Stored entries:
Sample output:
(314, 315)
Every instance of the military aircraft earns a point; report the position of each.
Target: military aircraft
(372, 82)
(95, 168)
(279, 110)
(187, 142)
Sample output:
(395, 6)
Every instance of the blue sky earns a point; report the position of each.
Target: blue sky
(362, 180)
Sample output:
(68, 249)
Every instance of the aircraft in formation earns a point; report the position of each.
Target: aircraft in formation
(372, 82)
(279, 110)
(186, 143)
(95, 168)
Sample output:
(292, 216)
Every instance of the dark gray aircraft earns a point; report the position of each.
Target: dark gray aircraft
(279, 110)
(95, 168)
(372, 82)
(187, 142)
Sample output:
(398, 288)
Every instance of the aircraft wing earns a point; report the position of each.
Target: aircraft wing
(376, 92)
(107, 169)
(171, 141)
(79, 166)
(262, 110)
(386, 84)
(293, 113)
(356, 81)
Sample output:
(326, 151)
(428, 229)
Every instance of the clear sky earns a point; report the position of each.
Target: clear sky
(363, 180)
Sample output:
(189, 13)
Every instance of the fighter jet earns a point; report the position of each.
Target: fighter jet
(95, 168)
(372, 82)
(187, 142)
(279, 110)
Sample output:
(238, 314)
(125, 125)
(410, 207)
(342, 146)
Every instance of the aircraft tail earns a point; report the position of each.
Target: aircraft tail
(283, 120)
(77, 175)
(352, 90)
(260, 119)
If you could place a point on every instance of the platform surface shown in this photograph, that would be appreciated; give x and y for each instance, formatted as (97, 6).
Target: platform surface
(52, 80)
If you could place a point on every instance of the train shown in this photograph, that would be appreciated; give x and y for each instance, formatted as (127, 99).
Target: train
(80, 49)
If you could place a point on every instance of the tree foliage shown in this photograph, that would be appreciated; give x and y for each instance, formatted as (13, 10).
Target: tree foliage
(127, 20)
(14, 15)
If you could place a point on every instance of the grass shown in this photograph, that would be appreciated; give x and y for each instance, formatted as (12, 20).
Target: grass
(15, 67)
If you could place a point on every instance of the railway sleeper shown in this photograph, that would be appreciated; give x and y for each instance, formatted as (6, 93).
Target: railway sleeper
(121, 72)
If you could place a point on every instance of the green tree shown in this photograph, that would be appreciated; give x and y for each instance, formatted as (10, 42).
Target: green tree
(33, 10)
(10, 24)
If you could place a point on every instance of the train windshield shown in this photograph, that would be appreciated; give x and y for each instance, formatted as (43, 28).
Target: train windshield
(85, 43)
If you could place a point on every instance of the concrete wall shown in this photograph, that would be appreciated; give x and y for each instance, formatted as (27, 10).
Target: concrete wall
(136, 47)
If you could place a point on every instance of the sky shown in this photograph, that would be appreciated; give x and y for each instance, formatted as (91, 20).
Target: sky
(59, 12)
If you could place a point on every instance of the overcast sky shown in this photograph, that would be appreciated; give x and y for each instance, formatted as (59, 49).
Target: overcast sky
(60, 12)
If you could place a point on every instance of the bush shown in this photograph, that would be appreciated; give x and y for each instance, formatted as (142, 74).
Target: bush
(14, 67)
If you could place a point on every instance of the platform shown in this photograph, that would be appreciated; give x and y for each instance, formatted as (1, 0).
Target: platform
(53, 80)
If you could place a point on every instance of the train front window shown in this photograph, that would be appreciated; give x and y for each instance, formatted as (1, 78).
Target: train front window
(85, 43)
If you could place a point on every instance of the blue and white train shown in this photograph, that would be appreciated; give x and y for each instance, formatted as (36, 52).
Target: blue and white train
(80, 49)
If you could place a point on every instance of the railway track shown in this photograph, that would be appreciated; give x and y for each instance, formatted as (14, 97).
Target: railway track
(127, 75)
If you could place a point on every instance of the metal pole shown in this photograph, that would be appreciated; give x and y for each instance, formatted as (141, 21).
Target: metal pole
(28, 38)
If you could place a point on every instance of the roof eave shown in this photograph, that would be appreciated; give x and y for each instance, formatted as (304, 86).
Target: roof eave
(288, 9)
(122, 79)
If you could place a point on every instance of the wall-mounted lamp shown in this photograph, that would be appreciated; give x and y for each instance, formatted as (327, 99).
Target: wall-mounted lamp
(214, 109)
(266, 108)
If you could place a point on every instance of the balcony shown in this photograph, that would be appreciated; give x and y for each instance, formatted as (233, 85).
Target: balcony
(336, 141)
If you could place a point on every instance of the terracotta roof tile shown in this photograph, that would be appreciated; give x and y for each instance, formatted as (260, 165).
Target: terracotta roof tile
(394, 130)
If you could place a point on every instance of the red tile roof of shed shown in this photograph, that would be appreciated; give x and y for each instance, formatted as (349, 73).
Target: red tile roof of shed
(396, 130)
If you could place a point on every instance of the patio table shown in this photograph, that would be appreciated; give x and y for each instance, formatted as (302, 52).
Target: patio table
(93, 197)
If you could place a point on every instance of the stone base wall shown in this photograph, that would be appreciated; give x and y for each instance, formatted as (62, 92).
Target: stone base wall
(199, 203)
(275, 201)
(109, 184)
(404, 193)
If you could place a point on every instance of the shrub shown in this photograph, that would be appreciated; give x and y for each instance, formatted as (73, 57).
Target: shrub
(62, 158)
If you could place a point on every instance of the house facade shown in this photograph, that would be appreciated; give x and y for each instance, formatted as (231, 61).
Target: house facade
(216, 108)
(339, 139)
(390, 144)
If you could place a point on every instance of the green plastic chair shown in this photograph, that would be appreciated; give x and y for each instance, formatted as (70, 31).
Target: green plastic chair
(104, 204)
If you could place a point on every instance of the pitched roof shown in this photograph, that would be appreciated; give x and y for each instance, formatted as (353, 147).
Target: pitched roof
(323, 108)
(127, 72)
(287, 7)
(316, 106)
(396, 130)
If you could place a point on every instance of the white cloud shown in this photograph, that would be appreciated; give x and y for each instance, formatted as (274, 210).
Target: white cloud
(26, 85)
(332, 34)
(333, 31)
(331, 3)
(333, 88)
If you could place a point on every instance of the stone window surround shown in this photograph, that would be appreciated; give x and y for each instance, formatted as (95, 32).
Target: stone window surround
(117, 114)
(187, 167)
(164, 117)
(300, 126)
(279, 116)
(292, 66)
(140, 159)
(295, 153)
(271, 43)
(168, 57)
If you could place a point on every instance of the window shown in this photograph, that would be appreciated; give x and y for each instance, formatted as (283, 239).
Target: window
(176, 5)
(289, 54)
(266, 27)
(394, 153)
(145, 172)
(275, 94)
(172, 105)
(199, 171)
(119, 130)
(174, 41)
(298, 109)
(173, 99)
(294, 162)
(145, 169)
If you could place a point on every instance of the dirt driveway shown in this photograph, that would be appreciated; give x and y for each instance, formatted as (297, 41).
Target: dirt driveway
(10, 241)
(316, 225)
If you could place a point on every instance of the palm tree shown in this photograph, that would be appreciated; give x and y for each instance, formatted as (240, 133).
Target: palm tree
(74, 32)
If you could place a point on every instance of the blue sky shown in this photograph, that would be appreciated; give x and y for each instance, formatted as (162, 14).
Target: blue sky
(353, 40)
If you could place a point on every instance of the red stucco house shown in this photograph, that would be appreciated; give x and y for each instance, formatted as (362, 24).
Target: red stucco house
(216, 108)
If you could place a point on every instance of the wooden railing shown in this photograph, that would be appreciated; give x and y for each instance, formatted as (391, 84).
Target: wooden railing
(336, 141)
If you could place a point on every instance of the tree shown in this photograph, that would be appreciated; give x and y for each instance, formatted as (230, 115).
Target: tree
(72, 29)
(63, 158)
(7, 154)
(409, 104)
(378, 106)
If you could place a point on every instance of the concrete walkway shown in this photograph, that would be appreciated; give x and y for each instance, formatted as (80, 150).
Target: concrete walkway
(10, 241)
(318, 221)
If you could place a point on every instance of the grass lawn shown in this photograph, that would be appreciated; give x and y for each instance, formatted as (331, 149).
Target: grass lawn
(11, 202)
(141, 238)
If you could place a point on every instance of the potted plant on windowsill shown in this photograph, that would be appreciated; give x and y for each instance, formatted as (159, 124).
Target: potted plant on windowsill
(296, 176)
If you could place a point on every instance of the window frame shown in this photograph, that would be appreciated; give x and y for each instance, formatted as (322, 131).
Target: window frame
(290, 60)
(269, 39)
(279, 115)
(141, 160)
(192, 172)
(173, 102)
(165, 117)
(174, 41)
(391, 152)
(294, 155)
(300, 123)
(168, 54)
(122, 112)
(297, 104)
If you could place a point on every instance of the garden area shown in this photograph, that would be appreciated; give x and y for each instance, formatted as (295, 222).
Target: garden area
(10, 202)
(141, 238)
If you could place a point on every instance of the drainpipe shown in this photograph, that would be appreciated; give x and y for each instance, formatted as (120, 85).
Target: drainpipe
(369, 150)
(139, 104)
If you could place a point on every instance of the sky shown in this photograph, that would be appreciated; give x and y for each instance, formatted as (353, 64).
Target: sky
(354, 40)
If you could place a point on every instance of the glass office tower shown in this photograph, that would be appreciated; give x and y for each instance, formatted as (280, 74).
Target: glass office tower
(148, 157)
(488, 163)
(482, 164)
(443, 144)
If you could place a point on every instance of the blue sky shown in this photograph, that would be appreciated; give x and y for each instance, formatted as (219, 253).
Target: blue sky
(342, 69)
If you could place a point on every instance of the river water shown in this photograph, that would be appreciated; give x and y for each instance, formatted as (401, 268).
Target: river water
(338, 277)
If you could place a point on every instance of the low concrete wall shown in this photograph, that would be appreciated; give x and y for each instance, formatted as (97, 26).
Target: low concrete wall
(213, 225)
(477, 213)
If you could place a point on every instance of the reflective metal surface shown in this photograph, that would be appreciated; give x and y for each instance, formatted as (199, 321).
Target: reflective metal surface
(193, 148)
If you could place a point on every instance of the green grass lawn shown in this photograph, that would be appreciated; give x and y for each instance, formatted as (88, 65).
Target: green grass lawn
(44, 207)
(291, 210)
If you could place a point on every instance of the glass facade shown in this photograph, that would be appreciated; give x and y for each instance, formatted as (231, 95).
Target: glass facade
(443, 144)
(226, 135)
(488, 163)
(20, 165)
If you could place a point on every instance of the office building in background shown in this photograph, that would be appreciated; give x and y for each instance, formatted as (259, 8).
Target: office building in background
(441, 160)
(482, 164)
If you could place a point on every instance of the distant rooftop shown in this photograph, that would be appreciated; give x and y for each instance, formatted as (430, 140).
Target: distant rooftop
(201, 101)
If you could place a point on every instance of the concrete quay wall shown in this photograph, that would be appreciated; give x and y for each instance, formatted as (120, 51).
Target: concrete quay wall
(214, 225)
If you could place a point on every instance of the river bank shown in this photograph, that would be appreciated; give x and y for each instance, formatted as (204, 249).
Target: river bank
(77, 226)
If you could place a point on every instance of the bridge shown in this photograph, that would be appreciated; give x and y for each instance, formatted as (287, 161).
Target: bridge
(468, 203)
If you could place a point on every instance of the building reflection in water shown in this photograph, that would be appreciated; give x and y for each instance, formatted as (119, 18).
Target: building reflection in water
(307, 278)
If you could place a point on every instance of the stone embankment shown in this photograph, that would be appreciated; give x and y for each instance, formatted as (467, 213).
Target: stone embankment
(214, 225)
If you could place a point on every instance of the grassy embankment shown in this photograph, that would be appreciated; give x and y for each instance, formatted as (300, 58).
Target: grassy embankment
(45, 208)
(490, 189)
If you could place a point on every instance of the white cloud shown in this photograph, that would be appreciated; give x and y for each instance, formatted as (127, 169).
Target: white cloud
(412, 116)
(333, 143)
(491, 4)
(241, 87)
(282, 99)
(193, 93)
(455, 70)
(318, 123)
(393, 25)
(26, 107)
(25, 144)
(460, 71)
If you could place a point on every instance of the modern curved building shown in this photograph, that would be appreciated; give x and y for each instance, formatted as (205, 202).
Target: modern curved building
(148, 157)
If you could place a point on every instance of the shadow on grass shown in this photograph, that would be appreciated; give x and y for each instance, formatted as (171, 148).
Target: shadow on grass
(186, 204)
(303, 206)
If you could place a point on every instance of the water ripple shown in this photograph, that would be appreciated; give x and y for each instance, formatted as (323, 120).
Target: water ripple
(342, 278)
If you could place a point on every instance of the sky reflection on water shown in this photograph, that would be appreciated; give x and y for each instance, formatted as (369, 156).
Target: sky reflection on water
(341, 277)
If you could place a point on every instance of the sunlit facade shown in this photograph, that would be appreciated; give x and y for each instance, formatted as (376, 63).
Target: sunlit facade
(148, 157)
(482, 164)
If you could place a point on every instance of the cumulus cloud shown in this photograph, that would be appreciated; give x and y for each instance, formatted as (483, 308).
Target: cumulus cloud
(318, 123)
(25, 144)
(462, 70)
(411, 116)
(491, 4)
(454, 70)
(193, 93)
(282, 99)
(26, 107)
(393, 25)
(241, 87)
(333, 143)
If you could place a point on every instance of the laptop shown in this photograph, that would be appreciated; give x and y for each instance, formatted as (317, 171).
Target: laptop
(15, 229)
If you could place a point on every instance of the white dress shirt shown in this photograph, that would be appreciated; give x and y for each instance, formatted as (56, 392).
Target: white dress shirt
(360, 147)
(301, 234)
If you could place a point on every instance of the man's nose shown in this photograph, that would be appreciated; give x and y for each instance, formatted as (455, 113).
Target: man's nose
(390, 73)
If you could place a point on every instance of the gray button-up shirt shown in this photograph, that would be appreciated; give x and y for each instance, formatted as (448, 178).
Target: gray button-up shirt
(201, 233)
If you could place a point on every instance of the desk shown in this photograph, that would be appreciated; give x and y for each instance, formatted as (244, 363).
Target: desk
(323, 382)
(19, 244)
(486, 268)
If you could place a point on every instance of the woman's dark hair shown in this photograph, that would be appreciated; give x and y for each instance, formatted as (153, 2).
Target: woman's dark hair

Task requirements :: For this exercise, output exactly the lines above from the line with "as (119, 18)." to the line with "as (205, 202).", counting both, and leave out the rest.

Output ::
If you could place a point on every instance of the building reflection in water shown in this photograph, that would be appreciated; give x and y for each instance, formatted as (119, 18).
Target: building reflection in water
(307, 278)
If you could place a point on every instance of the stone embankment shown in this photograph, that would be appreciated; give x and y for each instance, formatted as (467, 213).
Target: stone embankment
(214, 225)
If you could place a point on every instance of the grassy embankment shown in this photograph, that would be appreciated; give x and y for each instance, formatted as (300, 58).
Target: grassy embankment
(45, 208)
(490, 189)
If you could place a point on every instance of the white cloud shown in this photograph, that would be appreciated; give x and y for each instance, formatted as (127, 169).
Target: white cloud
(412, 116)
(333, 143)
(491, 4)
(241, 87)
(282, 99)
(193, 93)
(455, 70)
(318, 123)
(393, 25)
(26, 107)
(25, 144)
(460, 71)
If you could place a point on every instance of the modern curved building shown in this photograph, that would be appreciated; give x and y for each instance, formatted as (205, 202).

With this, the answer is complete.